** INSTRUCTIONS FOR THE TASK **
Please read the records below and return each line holding the string "goose".

** SUPPLIED RECORDS **
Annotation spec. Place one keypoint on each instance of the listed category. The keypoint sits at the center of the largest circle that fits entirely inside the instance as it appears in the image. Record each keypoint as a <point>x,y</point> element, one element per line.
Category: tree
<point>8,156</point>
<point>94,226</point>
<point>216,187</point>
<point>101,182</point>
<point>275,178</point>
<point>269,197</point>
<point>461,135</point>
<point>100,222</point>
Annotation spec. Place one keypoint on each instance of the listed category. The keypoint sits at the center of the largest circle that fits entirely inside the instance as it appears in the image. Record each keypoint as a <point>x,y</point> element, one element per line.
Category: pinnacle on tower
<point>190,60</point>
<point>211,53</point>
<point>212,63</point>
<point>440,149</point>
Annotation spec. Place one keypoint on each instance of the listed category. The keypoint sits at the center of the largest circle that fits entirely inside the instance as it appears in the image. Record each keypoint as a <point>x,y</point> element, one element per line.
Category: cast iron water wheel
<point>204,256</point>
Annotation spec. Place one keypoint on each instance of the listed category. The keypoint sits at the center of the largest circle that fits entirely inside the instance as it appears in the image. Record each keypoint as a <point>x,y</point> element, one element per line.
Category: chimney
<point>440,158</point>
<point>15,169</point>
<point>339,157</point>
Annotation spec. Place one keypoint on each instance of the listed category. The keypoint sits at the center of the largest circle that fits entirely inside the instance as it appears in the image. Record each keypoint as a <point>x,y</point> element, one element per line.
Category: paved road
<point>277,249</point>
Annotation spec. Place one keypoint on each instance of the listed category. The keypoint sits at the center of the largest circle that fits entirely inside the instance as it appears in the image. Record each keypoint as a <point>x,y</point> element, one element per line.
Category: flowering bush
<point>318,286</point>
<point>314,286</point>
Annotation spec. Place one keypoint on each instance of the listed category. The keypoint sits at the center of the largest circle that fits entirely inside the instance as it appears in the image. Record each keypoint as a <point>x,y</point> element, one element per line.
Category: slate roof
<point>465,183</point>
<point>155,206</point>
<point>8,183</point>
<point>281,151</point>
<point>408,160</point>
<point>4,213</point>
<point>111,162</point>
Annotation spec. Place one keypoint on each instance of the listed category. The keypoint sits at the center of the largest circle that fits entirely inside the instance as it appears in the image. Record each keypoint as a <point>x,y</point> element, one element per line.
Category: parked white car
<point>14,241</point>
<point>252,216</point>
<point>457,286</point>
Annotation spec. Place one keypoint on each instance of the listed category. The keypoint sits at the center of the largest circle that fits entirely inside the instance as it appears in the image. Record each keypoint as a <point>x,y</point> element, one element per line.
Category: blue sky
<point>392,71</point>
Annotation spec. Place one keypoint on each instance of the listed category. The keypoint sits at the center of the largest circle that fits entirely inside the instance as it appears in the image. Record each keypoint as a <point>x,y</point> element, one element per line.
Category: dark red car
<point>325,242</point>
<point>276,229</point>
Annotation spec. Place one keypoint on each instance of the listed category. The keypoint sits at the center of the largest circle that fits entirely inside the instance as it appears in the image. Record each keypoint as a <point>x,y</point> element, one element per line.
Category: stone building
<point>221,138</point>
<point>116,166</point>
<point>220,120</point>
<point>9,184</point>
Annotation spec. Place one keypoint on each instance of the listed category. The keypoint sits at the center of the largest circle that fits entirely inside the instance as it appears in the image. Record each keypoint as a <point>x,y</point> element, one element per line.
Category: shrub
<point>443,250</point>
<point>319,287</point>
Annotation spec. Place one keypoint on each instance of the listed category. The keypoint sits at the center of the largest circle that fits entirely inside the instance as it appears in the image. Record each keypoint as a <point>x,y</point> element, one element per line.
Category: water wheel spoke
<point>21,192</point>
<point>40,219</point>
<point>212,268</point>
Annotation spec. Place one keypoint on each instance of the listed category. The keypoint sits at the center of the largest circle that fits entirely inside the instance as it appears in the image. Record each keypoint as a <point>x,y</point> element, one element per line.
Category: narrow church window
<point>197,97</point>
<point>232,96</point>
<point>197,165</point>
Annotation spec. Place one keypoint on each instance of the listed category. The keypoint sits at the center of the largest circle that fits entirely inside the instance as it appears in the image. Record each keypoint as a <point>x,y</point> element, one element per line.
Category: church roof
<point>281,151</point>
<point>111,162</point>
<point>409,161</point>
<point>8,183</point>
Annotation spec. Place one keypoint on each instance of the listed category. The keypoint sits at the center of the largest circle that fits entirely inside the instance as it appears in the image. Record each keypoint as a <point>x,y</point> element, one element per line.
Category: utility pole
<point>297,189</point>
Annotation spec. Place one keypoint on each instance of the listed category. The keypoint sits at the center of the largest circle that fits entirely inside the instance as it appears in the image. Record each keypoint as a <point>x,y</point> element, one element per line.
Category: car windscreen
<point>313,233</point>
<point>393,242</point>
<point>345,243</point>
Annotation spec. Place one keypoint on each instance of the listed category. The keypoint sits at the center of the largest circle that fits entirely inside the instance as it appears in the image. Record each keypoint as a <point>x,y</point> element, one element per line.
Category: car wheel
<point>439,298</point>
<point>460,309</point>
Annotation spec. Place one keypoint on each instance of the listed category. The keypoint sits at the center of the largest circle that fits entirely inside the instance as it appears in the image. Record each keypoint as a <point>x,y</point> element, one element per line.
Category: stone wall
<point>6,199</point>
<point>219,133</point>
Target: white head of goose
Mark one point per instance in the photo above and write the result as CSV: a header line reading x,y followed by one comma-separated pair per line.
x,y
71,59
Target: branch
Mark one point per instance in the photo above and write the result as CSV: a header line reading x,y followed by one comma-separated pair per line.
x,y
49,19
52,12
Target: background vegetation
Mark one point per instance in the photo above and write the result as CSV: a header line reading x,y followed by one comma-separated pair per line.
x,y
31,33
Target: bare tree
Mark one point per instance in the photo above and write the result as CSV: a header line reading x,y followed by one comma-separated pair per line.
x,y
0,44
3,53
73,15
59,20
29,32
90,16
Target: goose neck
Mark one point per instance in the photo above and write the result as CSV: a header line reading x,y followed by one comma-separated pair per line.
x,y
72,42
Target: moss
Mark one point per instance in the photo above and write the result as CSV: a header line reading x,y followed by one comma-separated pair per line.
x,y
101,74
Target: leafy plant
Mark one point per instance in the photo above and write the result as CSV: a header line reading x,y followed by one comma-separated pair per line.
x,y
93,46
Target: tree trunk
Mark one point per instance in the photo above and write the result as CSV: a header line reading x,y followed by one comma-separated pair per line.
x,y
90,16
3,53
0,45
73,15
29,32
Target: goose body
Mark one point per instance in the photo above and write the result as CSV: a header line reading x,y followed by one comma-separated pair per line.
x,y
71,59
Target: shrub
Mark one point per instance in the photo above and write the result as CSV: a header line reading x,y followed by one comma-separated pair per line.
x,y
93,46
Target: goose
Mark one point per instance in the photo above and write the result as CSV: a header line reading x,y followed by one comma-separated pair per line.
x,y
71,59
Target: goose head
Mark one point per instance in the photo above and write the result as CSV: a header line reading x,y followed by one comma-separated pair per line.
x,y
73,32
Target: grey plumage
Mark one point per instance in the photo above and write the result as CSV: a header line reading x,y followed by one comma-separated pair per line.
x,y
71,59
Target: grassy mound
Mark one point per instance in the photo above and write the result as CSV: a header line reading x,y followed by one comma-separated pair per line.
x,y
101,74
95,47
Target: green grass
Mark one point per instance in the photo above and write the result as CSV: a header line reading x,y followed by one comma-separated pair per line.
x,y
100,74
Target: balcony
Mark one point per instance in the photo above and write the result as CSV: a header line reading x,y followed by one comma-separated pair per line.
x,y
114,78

** EXERCISE OUTPUT **
Target: white head of goose
Target: goose neck
Target: goose body
Target: goose
Target: goose head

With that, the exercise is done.